À la fin de cette brochure (Meillet 1919c, p. 48‑51), on trouve la reproduction d’un article paru à l’origine dans le Bulletin français-ido de la langue auxiliaire dans lequel de Beaufront répondait au reproche de Meillet (1918, p. 323) selon lequel la forme hundo choisie par Zamenhof pour signifier chien (et que l’ido avait aussi préférée) témoignait d’une reculade devant le « principe de la plus grande extension des mots en Europe » (p. 322‑323), que Zamenhof souhaitait suivre pour la constitution du lexique de l’espéranto. Face à hundo, Meillet préférait clairement « kano, d’après l’italien cane, portugais cão, français chien » (p.323). Dans sa réponse à Meillet, de Beaufront expliquait le choix de l’espéranto et de l’ido en faveur de hundo en trois points : 1) « kan donnerait en Ido kan-ulo, chien mâle, kan-ino, chienne, mais kanulo est nécessaire pour “canule” et kanino pour “dent canine” » ; 2) « hund, qui atteint l’élément germanique, n’est pas étranger à l’anglais : celui-ci a hound, “chien” et plus spécialement “chien de chasse” » ; 3) « L’Ido a donc bien fait de garder la racine hund prise par l’Espéranto, puisque l’internationalité elle-même écarte kan pour “chien”, dans la langue auxiliaire, et lui impose hund » (de Beaufront dans Meillet 1919c, p. 49).

____________

• [LES CONSIGNES]:
1 > Résumez sous forme de liste le paragraphe de l'extrait sur hundo qui commence par « À la fin de cette brochure », en gardant ses faits principaux.
2 > D'après l'extrait sur hundo, dites si chaque phrase est juste (oui ou non), en citant les mots de l'extrait qui tranchent :
(a) Meillet préférait la forme kano à hundo.
(b) L'ido a refusé la forme hundo choisie par Zamenhof.
(c) Selon de Beaufront, l'anglais n'a aucun mot proche de hund.
3 > Écrivez la suite de l'extrait sur hundo, à partir de sa dernière phrase.

Relevés d'étiquetage de formes
____________

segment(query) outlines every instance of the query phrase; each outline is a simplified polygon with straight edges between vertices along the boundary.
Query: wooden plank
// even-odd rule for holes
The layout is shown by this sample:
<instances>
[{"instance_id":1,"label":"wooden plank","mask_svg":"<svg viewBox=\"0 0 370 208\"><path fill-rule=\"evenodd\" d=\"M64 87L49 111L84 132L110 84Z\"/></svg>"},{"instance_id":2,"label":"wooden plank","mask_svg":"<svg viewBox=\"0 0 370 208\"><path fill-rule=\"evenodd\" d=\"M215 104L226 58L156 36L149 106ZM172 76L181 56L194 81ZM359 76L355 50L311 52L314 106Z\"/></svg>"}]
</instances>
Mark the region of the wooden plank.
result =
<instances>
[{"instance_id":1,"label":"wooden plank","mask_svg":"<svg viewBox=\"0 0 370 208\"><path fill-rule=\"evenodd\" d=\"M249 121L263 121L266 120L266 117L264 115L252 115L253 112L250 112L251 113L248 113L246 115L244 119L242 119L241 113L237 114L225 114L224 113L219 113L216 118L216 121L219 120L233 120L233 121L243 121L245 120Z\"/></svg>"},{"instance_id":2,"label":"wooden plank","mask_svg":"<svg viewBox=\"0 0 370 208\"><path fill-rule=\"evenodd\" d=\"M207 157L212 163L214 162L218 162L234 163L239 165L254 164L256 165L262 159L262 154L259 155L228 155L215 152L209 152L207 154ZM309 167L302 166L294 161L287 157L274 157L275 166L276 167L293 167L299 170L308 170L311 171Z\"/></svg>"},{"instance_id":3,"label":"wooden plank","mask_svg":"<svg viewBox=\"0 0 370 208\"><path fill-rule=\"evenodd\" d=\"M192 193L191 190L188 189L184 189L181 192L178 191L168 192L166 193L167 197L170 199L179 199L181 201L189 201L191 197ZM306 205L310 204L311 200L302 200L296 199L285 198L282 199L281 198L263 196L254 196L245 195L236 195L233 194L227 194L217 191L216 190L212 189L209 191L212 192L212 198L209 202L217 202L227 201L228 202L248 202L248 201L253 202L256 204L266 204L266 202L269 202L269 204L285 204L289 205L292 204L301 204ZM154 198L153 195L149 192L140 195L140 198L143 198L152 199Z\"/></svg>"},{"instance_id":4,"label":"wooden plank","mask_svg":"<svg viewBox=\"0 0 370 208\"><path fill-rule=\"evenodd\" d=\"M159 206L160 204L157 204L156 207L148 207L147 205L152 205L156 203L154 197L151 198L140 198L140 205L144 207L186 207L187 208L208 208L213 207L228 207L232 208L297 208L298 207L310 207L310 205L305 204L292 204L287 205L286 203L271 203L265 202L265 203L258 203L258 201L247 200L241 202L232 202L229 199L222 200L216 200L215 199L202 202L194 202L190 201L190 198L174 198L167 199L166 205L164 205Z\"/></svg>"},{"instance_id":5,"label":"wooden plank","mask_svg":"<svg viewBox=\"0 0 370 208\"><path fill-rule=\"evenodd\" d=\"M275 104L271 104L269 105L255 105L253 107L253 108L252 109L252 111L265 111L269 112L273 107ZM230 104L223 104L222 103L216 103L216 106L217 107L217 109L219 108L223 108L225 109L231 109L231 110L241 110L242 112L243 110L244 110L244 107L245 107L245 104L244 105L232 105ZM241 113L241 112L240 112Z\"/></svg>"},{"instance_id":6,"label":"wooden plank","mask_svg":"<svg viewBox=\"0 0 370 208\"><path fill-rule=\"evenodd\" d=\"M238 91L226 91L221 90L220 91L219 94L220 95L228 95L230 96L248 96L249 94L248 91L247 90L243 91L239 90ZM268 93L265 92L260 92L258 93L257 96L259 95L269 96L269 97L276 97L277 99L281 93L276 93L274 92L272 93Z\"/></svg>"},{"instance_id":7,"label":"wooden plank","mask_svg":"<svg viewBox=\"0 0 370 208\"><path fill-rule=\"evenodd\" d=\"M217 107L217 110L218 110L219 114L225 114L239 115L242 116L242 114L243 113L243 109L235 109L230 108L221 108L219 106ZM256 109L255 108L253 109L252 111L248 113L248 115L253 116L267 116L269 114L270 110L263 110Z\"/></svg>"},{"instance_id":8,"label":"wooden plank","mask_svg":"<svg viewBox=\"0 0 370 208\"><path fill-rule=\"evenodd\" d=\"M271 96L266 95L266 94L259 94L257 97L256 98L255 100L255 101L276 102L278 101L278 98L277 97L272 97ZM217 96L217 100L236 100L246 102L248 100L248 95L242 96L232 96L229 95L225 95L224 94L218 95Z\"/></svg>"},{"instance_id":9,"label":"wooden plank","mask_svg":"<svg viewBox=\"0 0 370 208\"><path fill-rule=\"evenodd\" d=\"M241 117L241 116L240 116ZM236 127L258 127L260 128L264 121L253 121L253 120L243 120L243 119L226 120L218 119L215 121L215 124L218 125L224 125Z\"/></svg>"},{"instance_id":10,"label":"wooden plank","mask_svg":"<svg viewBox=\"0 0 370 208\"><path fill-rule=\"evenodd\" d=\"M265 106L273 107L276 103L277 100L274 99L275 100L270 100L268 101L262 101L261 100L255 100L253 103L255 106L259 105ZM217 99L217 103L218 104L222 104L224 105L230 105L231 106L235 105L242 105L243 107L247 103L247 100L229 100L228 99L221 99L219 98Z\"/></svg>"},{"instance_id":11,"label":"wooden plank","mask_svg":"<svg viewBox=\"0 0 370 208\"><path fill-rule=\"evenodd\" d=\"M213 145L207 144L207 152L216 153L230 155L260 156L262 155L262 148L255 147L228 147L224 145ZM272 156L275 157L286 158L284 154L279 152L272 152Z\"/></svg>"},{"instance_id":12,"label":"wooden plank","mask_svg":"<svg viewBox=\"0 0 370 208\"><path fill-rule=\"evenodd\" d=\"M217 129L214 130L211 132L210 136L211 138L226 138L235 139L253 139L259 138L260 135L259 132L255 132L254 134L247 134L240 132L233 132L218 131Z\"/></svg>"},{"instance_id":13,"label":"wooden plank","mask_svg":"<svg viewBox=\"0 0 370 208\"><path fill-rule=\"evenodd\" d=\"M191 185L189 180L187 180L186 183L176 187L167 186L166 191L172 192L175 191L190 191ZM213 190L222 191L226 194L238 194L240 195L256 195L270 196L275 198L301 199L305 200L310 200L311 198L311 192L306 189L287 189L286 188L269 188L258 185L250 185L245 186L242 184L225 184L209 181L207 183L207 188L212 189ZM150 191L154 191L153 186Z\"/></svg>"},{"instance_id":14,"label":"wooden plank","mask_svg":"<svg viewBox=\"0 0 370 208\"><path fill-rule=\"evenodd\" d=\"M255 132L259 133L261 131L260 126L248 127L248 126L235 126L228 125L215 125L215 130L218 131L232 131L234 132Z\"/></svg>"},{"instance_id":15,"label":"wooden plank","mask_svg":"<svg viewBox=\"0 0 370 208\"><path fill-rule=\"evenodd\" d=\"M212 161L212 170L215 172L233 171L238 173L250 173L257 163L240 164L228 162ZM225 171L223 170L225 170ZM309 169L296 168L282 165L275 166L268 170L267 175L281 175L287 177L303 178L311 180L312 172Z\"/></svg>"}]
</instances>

____________

• [RÉPONSES AUX CONSIGNES]:
1 >
- La brochure de Meillet (1919c, p. 48‑51) se termine par un article de de Beaufront. Cet article était d'abord paru dans le Bulletin français-ido de la langue auxiliaire.
- De Beaufront y répond à Meillet (1918, p. 323). Pour Meillet, hundo, choisi par Zamenhof pour dire « chien » et repris par l'ido, marquait un recul devant le « principe de la plus grande extension des mots en Europe ».
- Meillet préférait kano, d'après l'italien cane, le portugais cão et le français chien.
- De Beaufront défend hundo en trois points :
  1) avec kan, l'ido aurait kanulo (chien mâle) et kanino (chienne), mais ces mots sont nécessaires pour « canule » et « dent canine » ;
  2) hund touche l'élément germanique et existe en anglais : hound, « chien » et surtout « chien de chasse » ;
  3) l'internationalité elle-même écarte kan et impose hund dans la langue auxiliaire.

2 >
(a) Oui : « Face à hundo, Meillet préférait clairement ».
(b) Non : « et que l’ido avait aussi préférée ».
(c) Non : « hund, qui atteint l’élément germanique, n’est pas étranger à l’anglais ».

3 >
Meillet se prononça en faveur de l’ido face à l’espéranto dans un autre texte encore. On retrouve la même idée − « la grammaire de l’ido répond mieux aux exigences d’une langue internationale que celle de l’espéranto » – dans le compte rendu que Meillet fit en 1911 du livre de Gustave Gautherot (1880‑1948) sur La question de la langue auxiliaire internationale (1910) (Meillet 1911). Comme ceux que l’on trouve dans Les langues dans l’Europe nouvelle, les propos de Meillet présents dans ce compte rendu n’échappèrent pas aux idistes, et l’on trouve ainsi, dans la revue Mondo, l’idée émise par l’idiste soviétique Nikolaj Jušmanov (1896‑1946) d’utiliser ces propos favorables de Meillet comme slogan de propagande à imprimer au dos de petites cartes (fig. 1) qu’il prévoyait de produire afin de faire connaître les nouveaux mots introduits dans la langue ido (Yushmanov 1922, p. 217).

Parmi les promoteurs de l’ido, il y avait le logicien et philosophe Louis Couturat (1868‑1914), que Meillet connaissait et fréquentait15. En lien avec Couturat, il convient de signaler que ce dernier suivit le cours sur la morphologie générale et les catégories grammaticales que Meillet donna au Collège de France durant l’année 1910‑1911 et qu’il publia en ido les notes qu’il prit à cette occasion (Meillet 1911-1912).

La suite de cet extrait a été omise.